- _What to do_
Word for word, retype every entry in the listing.

- _Supplied material_

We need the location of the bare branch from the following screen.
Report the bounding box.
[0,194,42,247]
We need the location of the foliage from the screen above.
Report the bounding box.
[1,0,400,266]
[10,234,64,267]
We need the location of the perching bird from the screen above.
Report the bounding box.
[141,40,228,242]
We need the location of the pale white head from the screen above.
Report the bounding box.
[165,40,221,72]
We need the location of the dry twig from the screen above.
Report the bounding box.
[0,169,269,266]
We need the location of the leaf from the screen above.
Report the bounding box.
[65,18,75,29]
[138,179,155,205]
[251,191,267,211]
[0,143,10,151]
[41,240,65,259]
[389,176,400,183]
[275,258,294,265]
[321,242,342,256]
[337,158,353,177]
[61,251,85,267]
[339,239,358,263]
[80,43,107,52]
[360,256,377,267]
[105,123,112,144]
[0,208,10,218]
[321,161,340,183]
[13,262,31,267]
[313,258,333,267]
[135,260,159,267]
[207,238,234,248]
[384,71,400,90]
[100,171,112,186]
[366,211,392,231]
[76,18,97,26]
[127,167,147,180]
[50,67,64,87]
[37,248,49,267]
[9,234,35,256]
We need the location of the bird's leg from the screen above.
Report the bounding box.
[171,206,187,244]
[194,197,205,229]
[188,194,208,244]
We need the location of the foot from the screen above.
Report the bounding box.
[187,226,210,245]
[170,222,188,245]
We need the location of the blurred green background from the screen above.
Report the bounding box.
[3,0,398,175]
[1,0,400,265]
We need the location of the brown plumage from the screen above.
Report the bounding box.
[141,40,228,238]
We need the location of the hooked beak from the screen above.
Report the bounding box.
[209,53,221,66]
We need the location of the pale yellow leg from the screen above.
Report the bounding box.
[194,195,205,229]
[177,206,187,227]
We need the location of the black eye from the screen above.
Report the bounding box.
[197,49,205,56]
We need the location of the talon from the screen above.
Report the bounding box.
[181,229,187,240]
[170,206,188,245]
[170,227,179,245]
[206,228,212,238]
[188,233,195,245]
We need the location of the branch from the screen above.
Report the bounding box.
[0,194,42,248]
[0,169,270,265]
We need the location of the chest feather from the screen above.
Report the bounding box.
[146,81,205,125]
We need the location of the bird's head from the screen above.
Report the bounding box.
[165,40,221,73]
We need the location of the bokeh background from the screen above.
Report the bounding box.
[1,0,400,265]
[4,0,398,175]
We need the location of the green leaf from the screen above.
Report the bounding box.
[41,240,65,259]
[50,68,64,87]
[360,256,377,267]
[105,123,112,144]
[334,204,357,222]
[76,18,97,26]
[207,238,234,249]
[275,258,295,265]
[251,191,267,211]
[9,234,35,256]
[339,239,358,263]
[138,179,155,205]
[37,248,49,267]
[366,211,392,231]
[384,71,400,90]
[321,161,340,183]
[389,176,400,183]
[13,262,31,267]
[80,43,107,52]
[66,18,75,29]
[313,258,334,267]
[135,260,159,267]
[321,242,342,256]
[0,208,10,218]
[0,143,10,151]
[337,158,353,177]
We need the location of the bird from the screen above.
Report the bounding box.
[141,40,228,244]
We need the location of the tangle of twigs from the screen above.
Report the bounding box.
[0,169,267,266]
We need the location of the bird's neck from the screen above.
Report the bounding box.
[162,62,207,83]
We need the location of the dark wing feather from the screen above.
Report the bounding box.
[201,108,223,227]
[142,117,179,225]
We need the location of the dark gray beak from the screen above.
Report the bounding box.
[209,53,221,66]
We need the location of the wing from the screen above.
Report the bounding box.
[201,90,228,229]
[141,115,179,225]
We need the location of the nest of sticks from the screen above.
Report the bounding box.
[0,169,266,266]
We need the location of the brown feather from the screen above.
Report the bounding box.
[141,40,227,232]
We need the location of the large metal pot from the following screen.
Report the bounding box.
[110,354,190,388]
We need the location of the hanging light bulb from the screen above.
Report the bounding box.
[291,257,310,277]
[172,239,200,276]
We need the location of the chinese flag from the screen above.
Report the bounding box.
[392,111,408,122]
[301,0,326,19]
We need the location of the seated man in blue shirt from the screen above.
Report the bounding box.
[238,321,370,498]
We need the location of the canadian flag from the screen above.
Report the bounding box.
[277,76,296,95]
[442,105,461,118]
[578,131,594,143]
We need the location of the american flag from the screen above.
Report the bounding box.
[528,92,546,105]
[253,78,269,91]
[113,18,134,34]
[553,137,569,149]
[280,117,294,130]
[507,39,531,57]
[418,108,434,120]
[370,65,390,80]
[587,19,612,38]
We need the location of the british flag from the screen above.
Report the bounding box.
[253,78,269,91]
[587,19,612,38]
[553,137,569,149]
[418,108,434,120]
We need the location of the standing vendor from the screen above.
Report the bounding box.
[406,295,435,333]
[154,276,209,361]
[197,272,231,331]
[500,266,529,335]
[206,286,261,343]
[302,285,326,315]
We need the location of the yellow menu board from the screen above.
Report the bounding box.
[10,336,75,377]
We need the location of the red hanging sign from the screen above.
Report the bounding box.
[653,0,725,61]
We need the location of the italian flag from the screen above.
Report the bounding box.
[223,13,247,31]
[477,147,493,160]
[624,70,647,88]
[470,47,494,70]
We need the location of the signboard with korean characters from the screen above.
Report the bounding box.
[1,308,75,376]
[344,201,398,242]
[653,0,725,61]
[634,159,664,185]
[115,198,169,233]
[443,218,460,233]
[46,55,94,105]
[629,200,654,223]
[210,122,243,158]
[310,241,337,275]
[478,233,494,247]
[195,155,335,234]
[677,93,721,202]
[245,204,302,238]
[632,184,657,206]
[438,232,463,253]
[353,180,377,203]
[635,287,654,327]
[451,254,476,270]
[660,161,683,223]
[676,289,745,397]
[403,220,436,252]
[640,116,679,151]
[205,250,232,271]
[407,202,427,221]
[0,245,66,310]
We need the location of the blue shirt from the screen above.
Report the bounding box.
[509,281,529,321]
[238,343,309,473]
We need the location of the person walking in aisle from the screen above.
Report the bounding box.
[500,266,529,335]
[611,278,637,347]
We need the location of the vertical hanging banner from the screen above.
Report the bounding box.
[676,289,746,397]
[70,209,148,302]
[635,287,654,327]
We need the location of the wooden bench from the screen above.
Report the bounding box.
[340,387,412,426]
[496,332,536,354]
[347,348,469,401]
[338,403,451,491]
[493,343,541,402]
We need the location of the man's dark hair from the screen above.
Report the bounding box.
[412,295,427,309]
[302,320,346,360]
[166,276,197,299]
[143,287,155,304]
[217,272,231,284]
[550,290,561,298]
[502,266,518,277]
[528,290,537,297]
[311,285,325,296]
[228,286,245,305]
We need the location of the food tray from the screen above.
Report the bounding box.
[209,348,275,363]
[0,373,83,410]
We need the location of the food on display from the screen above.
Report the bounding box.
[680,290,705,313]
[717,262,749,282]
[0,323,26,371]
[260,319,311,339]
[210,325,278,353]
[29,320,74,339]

- _Problem solution_
We need the location of the bare branch from the following screen.
Report the bounding box.
[0,194,42,247]
We need the location of the foliage from the screen above.
Report the bounding box.
[1,0,400,266]
[10,234,64,267]
We need the location of the perching bird from the screen above.
Report the bounding box.
[141,40,228,242]
We need the location of the pale white head from the screen above.
Report the bounding box.
[165,40,221,72]
We need the location of the dry twig from the screen above.
Report the bounding box.
[0,169,269,266]
We need the location of the leaf from the screen above.
Report the bounding box.
[65,18,75,29]
[138,179,155,205]
[251,191,267,211]
[0,143,10,151]
[41,240,65,259]
[389,176,400,183]
[275,258,294,265]
[321,242,342,256]
[337,158,353,177]
[61,251,85,267]
[339,239,358,263]
[80,43,107,52]
[360,256,377,267]
[105,123,112,144]
[0,208,10,218]
[321,161,340,183]
[13,262,31,267]
[313,258,333,267]
[135,260,159,267]
[207,238,234,248]
[384,71,400,90]
[100,171,112,186]
[366,211,392,231]
[76,18,97,26]
[127,167,147,180]
[50,67,64,87]
[37,248,49,267]
[9,234,35,256]
We need the location of the bird's leg from the screen above.
Report the bounding box.
[171,206,187,244]
[194,197,205,229]
[188,194,208,244]
We need the location of the foot from the screen above.
Report the bounding box.
[187,226,210,245]
[170,222,188,245]
We need the location of the blurred green background from the screen above.
Report the bounding box.
[3,0,398,175]
[1,0,400,265]
We need the location of the brown plumage from the screen above.
Report the bounding box.
[141,40,228,238]
We need the location of the hooked beak from the screen above.
Report the bounding box.
[209,53,221,66]
We need the location of the pale yellow leg from the screen above.
Report the bounding box.
[194,195,205,229]
[177,206,187,227]
We need the location of the black eye from the screen above.
Report the bounding box.
[197,49,205,56]
We need the location of the talon from the screen above.
Report the bounding box.
[181,229,187,240]
[170,206,188,245]
[170,227,179,245]
[206,228,212,238]
[188,233,195,245]
We need the location of the branch from the screen above.
Report the bounding box.
[0,194,42,248]
[0,169,270,265]
We need the location of the chest feather from the screen above.
Report the bounding box.
[146,81,205,125]
We need the location of the bird's head from the screen above.
Report the bounding box.
[165,40,221,73]
We need the location of the bokeh background from the screen above.
Report the bounding box.
[1,0,400,265]
[4,0,398,175]
We need the location of the green leaf from the screen above.
Report the bounding box.
[41,240,65,259]
[50,68,64,87]
[360,256,377,267]
[105,123,112,144]
[334,204,357,222]
[76,18,97,26]
[207,238,234,249]
[275,258,295,265]
[251,191,267,211]
[9,234,35,256]
[339,239,358,263]
[138,179,155,205]
[37,248,49,267]
[366,211,392,231]
[384,71,400,90]
[321,161,340,183]
[389,176,400,183]
[13,262,31,267]
[80,43,107,52]
[66,18,75,29]
[313,258,334,267]
[135,260,159,267]
[321,242,342,256]
[0,208,10,218]
[0,143,10,151]
[337,158,353,177]
We need the location of the bird from the screen above.
Report the bounding box.
[141,40,228,244]
We need the location of the tangle of twigs from the screen above.
Report the bounding box.
[0,169,267,266]
We need the location of the bird's neck from the screen above.
Report the bounding box.
[162,62,207,83]
We need the location of the dark wing feather from the screen above.
Report the bounding box.
[201,108,223,227]
[142,117,179,225]
We need the location of the dark gray beak from the screen above.
Report the bounding box.
[209,53,221,66]
We need the location of the wing from the screen above.
Report the bounding box.
[201,90,228,229]
[141,115,179,225]
We need the location of the nest of sticks from the screen above.
Report the bounding box.
[0,169,266,266]
We need the location of the brown feather from the screen above.
Report the bounding box.
[141,40,227,232]
We need the location of the large metal pot from the following screen.
Report the bounding box.
[110,354,190,388]
We need the location of the hanging light bulb from the screen above.
Report the bounding box.
[291,257,310,277]
[172,239,200,276]
We need the location of the chinese flag from the screen above.
Report the bounding box.
[392,111,408,122]
[301,0,326,19]
We need the location of the seated man in blue shirt from the screen above.
Report the bounding box.
[238,321,370,498]
We need the location of the canadian flag from the screen above.
Report the bounding box.
[277,76,296,95]
[442,105,461,118]
[578,131,594,143]
We need the location of the american flag from the screen above.
Report the bounding box.
[528,92,546,105]
[253,78,269,91]
[113,18,134,34]
[553,137,569,149]
[280,117,294,130]
[507,39,531,57]
[418,108,434,120]
[370,65,390,80]
[587,19,612,38]
We need the location of the british flag from the screen above.
Report the bounding box.
[253,78,269,91]
[587,19,612,38]
[553,137,569,149]
[418,108,434,120]
We need the location of the standing vendor from the screen above.
Report the bounding box.
[406,295,435,333]
[154,276,209,361]
[197,272,231,331]
[500,266,529,335]
[206,286,261,343]
[302,285,326,315]
We need the location of the yellow menu board from the screen above.
Report the bounding box.
[10,336,75,377]
We need the location of the red hanging sign from the screen above.
Report the bounding box.
[653,0,725,61]
We need the location of the italian flag from the screen above.
Report the bounding box.
[223,13,247,31]
[477,147,493,160]
[624,70,647,88]
[470,47,494,70]
We need the location of the signboard with korean characters from the screen above.
Report the bounding box.
[1,308,75,376]
[344,201,398,242]
[653,0,725,61]
[634,159,664,185]
[115,198,169,233]
[443,218,460,233]
[46,55,94,105]
[629,200,654,223]
[210,122,243,158]
[310,241,337,275]
[478,233,494,247]
[195,155,335,234]
[677,93,721,202]
[245,204,302,238]
[632,184,657,206]
[438,232,463,253]
[353,180,377,203]
[635,287,654,327]
[451,254,476,270]
[660,161,683,223]
[676,289,745,397]
[403,220,436,252]
[640,116,679,151]
[205,250,232,271]
[407,202,427,221]
[0,245,66,310]
We need the location of the blue shirt from the screen above.
Report the bounding box.
[509,281,529,321]
[238,343,309,473]
We need the location of the person walking in aisle from the screen above.
Report the bounding box.
[500,266,529,335]
[611,278,637,347]
We need the location of the vertical hanging banner from the screen above.
Report the bounding box.
[676,289,746,397]
[70,209,148,302]
[635,287,654,327]
We need the location of the wooden bench from the screen above.
Report the bounding box.
[340,387,412,426]
[496,332,536,354]
[347,348,469,401]
[338,403,451,491]
[493,343,541,402]
We need the location of the man's dark hair from the screen above.
Report the bounding box.
[412,295,427,309]
[302,320,346,360]
[166,276,197,299]
[143,287,155,304]
[217,272,231,284]
[550,290,561,298]
[502,266,518,277]
[528,290,537,297]
[311,285,325,296]
[228,286,245,305]
We need the location of the food tray from the screen above.
Report the bounding box.
[209,348,275,363]
[0,373,83,410]
We need the location of the food on display from the screen above.
Report the bounding box.
[680,290,705,313]
[717,262,749,282]
[0,323,26,371]
[260,319,311,339]
[210,325,278,353]
[29,320,74,339]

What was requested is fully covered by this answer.